- [What the task requires]: Format every line of the material below as a Markdown table with two columns, Row and Line. Skip blank lines and leave out the pictures.

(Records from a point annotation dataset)

------------

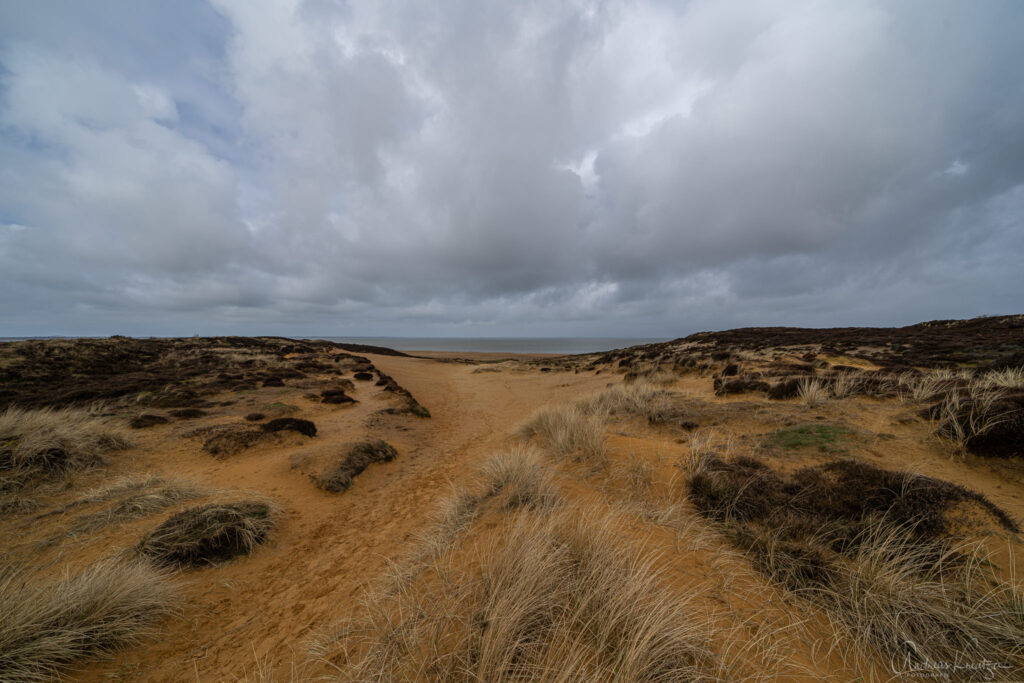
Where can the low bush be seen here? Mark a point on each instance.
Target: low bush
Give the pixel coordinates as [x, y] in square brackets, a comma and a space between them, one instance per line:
[355, 458]
[209, 534]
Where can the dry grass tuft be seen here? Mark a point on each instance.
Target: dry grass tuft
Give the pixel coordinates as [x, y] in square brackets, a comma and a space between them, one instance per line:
[872, 549]
[46, 627]
[813, 392]
[568, 432]
[518, 477]
[549, 598]
[638, 398]
[522, 477]
[47, 443]
[967, 416]
[137, 505]
[209, 535]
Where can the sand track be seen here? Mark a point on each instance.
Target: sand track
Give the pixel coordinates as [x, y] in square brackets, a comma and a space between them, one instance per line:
[329, 546]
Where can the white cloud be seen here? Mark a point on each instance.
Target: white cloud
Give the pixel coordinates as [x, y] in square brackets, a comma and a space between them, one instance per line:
[603, 166]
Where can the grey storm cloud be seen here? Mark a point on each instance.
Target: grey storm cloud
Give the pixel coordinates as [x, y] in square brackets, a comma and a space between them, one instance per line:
[581, 168]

------------

- [Response for this exercise]:
| Row | Line |
|---|---|
| 1 | Where can the low bush be seen here? Mark a point on each instance. |
| 2 | Target: low bush |
| 3 | Give the pixel coordinates as [x, y] in square brackets, a comma and a space between them, one instance per line: |
| 4 | [355, 458] |
| 5 | [209, 534] |
| 6 | Where can the dry grass tuft be seen here? Mark a point on each instance. |
| 7 | Target: dry grass tuft |
| 8 | Give the pixel coordinates as [x, y] in square brackets, a comma and a space between them, one instance per line: |
| 9 | [872, 549] |
| 10 | [46, 627] |
| 11 | [813, 392] |
| 12 | [568, 432] |
| 13 | [518, 477] |
| 14 | [549, 598] |
| 15 | [638, 398] |
| 16 | [522, 477] |
| 17 | [47, 443] |
| 18 | [967, 416] |
| 19 | [137, 505] |
| 20 | [209, 535] |
| 21 | Where can the sand track be seen here? Mark a point on each instance. |
| 22 | Target: sand track |
| 23 | Give the pixel coordinates as [x, y] in square brackets, a comma and a space between them, one instance per line: |
| 24 | [329, 546] |
| 25 | Where can the white cloud be seen here? Mark a point on each instance. |
| 26 | Target: white cloud |
| 27 | Give the pixel coordinates as [x, y] in square brackets, a comma and a space between them, one instance per line: |
| 28 | [603, 166] |
| 29 | Where can the grey storm cloud be seen here? Mark a point on each instance. |
| 30 | Target: grey storm cloud |
| 31 | Give the pixel coordinates as [x, y] in square brackets, a comma and a space between them, one instance per line: |
| 32 | [581, 168] |